## Begin Raw data

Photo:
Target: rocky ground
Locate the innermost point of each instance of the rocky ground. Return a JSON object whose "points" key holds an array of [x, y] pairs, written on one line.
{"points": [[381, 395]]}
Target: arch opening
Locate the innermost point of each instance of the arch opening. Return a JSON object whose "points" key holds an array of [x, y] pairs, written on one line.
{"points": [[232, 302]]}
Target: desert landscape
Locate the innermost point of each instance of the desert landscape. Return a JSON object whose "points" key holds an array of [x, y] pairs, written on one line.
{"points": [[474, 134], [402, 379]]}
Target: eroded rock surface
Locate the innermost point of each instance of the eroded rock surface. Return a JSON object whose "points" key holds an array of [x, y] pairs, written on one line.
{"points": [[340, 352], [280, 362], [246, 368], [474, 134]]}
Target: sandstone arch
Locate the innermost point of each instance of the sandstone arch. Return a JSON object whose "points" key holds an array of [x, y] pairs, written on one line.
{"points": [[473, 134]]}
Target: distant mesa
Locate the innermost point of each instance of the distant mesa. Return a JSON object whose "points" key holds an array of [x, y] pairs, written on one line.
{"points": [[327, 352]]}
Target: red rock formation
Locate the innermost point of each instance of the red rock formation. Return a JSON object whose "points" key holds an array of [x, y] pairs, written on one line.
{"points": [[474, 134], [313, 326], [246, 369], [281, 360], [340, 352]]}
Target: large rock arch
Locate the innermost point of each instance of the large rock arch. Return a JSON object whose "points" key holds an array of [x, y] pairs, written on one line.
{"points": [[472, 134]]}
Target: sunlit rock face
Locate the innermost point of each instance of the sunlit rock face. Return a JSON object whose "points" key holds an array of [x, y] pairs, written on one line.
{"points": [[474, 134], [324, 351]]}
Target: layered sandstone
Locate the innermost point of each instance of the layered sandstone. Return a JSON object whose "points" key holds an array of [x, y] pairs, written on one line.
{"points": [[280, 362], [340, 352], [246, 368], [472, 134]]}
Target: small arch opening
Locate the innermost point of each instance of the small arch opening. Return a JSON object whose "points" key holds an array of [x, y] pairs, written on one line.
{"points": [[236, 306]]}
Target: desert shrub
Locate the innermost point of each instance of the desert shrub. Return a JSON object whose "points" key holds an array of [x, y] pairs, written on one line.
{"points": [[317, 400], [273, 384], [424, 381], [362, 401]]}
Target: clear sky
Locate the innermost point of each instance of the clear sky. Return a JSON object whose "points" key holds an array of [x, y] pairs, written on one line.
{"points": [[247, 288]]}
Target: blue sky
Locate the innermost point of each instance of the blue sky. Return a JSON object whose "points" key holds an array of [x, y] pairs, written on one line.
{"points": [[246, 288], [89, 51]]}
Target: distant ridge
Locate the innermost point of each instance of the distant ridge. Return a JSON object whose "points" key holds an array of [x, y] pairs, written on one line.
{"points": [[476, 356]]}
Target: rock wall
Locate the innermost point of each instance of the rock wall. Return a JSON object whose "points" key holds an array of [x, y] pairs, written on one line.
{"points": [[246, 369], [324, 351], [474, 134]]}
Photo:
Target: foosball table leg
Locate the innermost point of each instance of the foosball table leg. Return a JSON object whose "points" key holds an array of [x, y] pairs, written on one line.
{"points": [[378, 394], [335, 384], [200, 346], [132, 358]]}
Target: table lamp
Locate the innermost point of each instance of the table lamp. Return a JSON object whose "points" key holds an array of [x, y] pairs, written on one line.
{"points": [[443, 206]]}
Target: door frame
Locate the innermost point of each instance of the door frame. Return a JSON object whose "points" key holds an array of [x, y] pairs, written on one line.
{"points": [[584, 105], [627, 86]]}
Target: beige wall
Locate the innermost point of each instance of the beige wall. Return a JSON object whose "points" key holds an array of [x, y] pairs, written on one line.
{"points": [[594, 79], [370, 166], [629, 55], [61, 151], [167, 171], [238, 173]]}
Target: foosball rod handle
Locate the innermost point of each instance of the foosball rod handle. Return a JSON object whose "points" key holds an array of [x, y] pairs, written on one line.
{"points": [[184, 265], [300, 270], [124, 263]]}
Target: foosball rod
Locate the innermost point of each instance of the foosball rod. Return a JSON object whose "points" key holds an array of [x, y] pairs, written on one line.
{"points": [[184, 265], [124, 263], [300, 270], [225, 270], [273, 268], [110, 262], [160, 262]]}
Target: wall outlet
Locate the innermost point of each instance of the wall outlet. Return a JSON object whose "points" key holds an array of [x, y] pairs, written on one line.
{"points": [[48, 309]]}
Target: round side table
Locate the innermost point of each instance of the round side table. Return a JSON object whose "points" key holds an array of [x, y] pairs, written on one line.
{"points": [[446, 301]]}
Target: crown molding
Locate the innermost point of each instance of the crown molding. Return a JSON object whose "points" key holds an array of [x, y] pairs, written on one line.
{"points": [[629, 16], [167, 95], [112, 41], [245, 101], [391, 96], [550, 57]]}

## End Raw data

Rewrite the lines above with every "innermost point" changed to "central point" and everything else kept the same.

### The response
Photo:
Target: rocky ground
Locate the central point of each instance of the rocky ground. Return a JSON object whose "points" key holds an array of [x, y] pairs, written on one line.
{"points": [[381, 395]]}
Target: arch opening
Locate the central point of each instance of the arch opening. Return a JSON object whose "points" key holds an array of [x, y] pairs, written on one line.
{"points": [[232, 302]]}
Target: desert landscape
Locate the central point of each instance of the desert landscape. Return a JSON object whose "points" key holds an array of [x, y] pairs, written on one line.
{"points": [[474, 134], [402, 379]]}
Target: eroded rock surface
Locate the central point of each instance of the eroded rock surface. Return a JSON object whose "points" key holds an array of [x, y] pairs, written on one line.
{"points": [[340, 352], [280, 362], [246, 368], [474, 134]]}
Target: sandstone arch
Locate the central point of each instance of the sandstone arch. Return a JSON object whose "points" key holds an array of [x, y] pairs, written on one line.
{"points": [[473, 134]]}
Target: distant mesa
Locate the central point of each instance of the distant mesa. Return a JSON object whose "points" key holds an array of [x, y] pairs, written on one line.
{"points": [[327, 352]]}
Target: red rock formation
Locate the central point of each instance of the red rock formation. Return a JSON object whose "points" key holds an array of [x, y] pairs, written on one line.
{"points": [[474, 134], [313, 326], [246, 369], [281, 360], [340, 352]]}
Target: large rock arch
Locate the central point of each instance of the large rock arch. Return a JSON object whose "points" key holds an array of [x, y] pairs, written on one line.
{"points": [[472, 134]]}
Target: sunlit rock face
Locate the central point of each instance of the sunlit rock face. Return a JSON object whose "points" key holds an array of [x, y] pairs, written on one line.
{"points": [[474, 134], [324, 351]]}
Target: layered sandstone
Locate the central point of each instance of the layered sandstone. Return a JSON object whose "points" key holds an array of [x, y] pairs, written on one line.
{"points": [[280, 362], [340, 352], [246, 368], [472, 134]]}
Target: small arch opening
Locate the central point of each instance of the small arch opening. Return a JSON object whose "points" key holds an array of [x, y] pairs, written on one line.
{"points": [[236, 306]]}
Target: desert shrub
Locate the central point of each instance of the desert shrub. Return a JSON object whose "points" key holds an array of [x, y] pairs, written on one line.
{"points": [[317, 400], [273, 384], [424, 381], [362, 401]]}
Target: clear sky
Locate the central point of each instance of the clear sky. Return a JSON object whose "points" key holds an array of [x, y] pairs, written on one line.
{"points": [[247, 288]]}
Target: blue sky
Locate the central point of each instance of the blue sky. Return a JSON object whose "points" key holds an array of [x, y] pairs, written on one line.
{"points": [[246, 288], [89, 51]]}
Target: distant ridge
Locate the central point of each instance of the distant ridge. Return a JSON object whose "points" key holds an array of [x, y] pairs, written on one line.
{"points": [[476, 356]]}
Target: rock wall
Locate the central point of each instance of the rock wall. Return a JSON object whose "points" key holds an array of [x, y] pairs, written on one line.
{"points": [[246, 369], [324, 351], [474, 134]]}
Photo:
Target: foosball table leg
Locate the central point of each instance of the foosball table leg. Return a JSON object whose "points" key holds an array of [x, y] pairs, written on one line.
{"points": [[378, 394], [335, 384], [200, 346], [132, 358]]}
Target: table lamp
Locate the central point of each instance of the table lamp. Return a JSON object whose "points" key holds an array of [x, y] pairs, written on one line.
{"points": [[443, 206]]}
Target: door frame
Locate the central point of each instance of the door frame. Return a JSON object whose "points" key holds an array of [x, y] pairs, written on one line.
{"points": [[584, 105], [627, 86]]}
Target: beige wall
Locate the central point of each instance of the beige wall. Return a JSON object whose "points" key holds an array of [x, y] pairs, written on one line.
{"points": [[594, 79], [370, 166], [629, 55], [61, 151], [167, 171], [238, 173]]}
Target: foosball rod handle
Locate the central point of each instance of the foosball rod handle. Return a JSON object whose "points" key holds an array of [x, y] pairs, written on one line.
{"points": [[184, 265], [300, 270], [124, 263]]}
Target: foosball rod
Locate the central point of each instance of the foosball rod. Return a JSON object whose "points" key holds an array of [x, y] pairs, written on one line.
{"points": [[184, 265], [124, 263], [300, 270], [225, 270], [273, 268], [110, 262], [160, 262]]}
Target: wall outlet
Locate the central point of each instance of the wall outlet. Return a JSON object whose "points" key holds an array of [x, y] pairs, written on one line.
{"points": [[48, 309]]}
Target: round side table
Locate the central point of each instance of the round side table. Return a JSON object whose "points" key holds an array of [x, y] pairs, written on one line.
{"points": [[446, 301]]}
Target: crown molding
Locate the central point of each instance of the crown molding. Return a JSON object whose "points" key holds an array of [x, y] pairs, written on one line.
{"points": [[629, 16], [167, 95], [112, 41], [245, 101], [391, 96], [550, 57]]}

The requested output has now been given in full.